### Material for this exercise
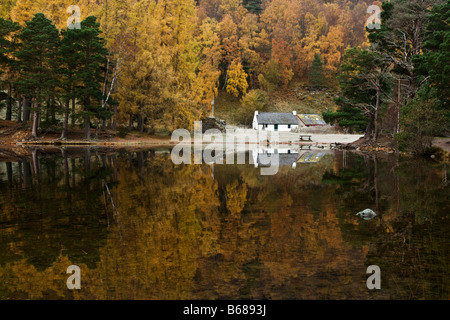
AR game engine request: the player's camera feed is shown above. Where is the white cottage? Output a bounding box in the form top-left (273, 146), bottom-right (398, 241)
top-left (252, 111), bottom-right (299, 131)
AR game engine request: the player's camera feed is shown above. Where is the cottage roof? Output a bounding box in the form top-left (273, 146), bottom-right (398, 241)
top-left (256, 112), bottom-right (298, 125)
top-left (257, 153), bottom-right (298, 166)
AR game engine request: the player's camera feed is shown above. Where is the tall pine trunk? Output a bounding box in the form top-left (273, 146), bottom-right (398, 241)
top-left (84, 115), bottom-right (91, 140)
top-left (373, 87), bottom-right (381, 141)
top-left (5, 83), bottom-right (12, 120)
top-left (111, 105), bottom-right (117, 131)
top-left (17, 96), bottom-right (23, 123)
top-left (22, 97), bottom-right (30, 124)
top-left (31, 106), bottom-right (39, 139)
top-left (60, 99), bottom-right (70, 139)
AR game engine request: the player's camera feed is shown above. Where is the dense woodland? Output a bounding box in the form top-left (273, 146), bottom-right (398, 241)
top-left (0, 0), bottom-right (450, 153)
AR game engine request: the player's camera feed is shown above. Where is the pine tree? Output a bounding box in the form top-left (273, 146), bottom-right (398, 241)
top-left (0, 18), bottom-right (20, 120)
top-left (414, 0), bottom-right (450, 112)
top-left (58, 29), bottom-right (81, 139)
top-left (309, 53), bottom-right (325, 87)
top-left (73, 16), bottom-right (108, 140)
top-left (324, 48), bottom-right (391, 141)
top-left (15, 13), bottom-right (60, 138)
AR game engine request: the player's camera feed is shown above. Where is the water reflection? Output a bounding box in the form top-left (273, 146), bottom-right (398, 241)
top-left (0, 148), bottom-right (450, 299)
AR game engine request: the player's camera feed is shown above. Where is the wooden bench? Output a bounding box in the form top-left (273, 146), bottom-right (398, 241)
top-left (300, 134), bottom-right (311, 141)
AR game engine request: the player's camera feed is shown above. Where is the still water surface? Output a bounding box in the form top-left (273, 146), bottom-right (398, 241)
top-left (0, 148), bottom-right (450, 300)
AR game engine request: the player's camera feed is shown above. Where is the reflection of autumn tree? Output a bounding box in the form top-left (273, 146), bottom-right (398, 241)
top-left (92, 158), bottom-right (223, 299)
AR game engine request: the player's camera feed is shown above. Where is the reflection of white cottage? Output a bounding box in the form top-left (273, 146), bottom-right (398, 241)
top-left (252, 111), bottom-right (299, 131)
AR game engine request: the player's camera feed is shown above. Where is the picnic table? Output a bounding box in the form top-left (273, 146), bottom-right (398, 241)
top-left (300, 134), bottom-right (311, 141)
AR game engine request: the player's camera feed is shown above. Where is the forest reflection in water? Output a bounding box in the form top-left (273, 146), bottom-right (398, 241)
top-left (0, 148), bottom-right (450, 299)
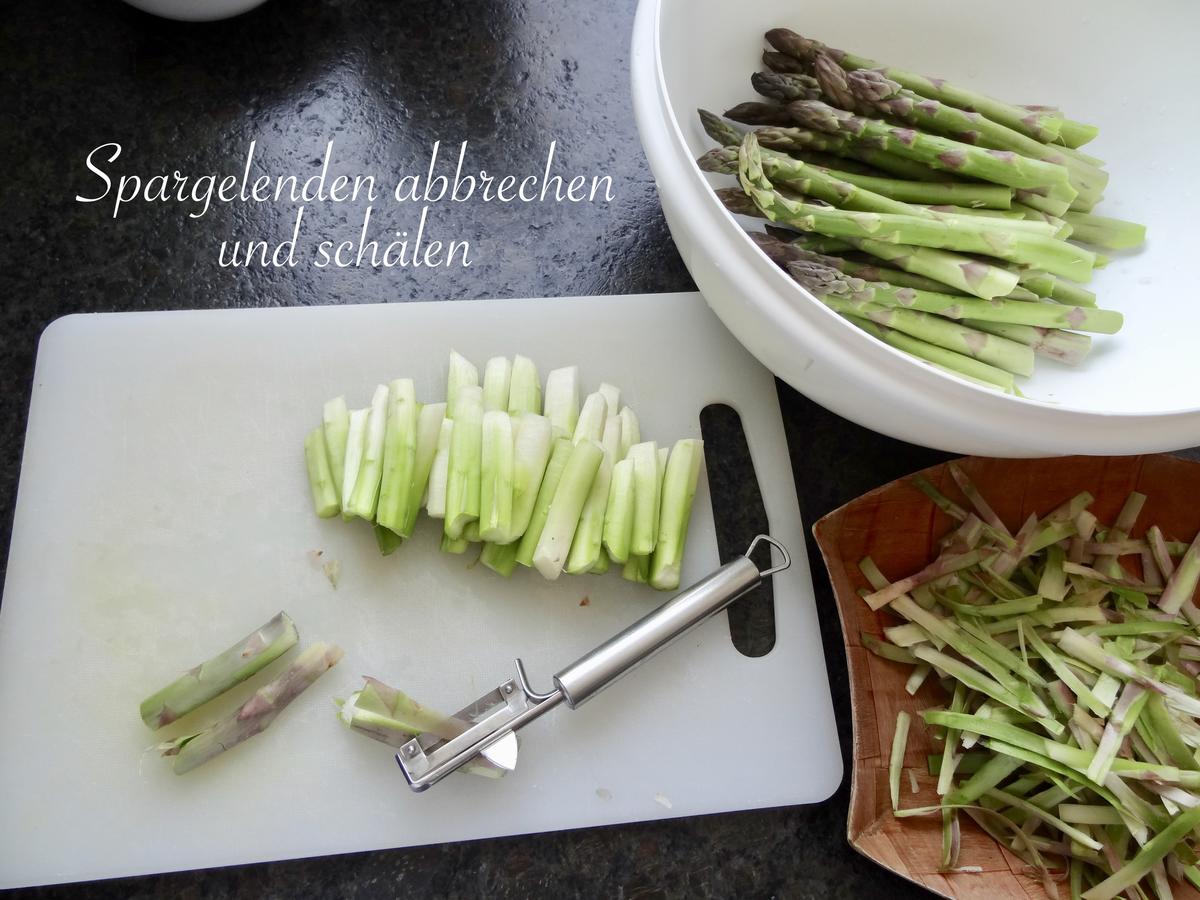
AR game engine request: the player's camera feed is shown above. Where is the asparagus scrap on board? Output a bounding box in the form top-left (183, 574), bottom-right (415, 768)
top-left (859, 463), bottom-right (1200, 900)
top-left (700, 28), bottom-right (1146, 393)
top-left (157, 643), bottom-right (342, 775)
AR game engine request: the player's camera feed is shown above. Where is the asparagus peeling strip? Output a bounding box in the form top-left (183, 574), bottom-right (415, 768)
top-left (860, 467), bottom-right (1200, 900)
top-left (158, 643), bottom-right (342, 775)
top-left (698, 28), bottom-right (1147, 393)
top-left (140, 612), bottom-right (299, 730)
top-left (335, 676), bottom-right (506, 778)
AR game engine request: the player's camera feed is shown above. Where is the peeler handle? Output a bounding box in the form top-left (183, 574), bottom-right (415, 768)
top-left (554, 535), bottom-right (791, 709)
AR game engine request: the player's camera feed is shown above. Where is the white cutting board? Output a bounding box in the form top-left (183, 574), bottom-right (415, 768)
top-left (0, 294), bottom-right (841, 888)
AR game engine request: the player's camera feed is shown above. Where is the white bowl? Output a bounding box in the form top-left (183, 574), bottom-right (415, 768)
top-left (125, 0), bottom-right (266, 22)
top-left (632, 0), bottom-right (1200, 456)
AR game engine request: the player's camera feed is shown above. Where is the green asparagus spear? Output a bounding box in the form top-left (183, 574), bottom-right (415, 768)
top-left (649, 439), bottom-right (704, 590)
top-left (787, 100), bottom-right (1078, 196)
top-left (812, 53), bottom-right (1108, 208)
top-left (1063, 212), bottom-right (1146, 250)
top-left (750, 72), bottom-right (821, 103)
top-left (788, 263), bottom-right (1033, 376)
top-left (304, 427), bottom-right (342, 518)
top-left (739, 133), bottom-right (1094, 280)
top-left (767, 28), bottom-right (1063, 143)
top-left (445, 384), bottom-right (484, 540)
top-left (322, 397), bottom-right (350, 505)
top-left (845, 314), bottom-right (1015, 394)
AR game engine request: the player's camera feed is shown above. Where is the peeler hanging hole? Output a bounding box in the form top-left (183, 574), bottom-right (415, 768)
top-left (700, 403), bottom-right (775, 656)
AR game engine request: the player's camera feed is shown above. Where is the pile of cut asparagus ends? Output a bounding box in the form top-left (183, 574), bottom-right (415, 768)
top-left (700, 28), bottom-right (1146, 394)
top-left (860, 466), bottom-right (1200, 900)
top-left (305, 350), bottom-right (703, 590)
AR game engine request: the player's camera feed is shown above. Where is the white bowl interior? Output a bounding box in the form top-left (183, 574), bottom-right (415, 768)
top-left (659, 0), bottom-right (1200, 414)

* * *

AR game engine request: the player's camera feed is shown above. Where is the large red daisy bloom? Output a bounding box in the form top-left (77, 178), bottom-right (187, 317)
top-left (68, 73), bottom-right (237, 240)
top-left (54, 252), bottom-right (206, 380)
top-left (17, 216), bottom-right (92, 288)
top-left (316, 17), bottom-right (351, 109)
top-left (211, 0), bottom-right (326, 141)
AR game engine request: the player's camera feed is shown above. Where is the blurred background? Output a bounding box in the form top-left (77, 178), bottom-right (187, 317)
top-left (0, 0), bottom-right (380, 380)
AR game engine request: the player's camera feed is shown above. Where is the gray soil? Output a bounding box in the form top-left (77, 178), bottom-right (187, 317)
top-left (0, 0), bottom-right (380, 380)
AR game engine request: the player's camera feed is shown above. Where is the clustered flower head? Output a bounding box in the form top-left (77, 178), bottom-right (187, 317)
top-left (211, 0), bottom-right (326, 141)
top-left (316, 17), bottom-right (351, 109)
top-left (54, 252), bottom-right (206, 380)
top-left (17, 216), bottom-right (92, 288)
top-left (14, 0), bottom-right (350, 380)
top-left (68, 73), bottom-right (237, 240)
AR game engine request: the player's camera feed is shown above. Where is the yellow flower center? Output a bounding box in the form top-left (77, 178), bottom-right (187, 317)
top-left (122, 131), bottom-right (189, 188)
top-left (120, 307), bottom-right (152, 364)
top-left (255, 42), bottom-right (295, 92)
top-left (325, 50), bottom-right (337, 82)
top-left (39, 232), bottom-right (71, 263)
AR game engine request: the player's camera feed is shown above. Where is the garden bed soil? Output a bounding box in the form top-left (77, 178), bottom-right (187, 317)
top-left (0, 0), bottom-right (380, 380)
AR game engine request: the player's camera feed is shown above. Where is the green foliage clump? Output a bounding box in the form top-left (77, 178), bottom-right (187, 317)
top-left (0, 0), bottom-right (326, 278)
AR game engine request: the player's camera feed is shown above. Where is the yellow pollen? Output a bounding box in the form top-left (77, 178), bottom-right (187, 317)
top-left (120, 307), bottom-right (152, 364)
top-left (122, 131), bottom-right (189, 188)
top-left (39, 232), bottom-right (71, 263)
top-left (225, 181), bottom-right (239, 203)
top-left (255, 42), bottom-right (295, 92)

### Goal
Reproduce every line above, starting at the one containing "reflection of autumn" and ending at the one containing "top-left (92, 158), bottom-right (223, 299)". Shift each coordinate of the located bounding boxes by -140, and leave the sample format box untouched.

### Exercise response
AR game engine request: the player's camera feed is shown above. Where is the reflection of autumn tree? Output a bounding box in the form top-left (273, 146), bottom-right (398, 241)
top-left (-48, 18), bottom-right (83, 159)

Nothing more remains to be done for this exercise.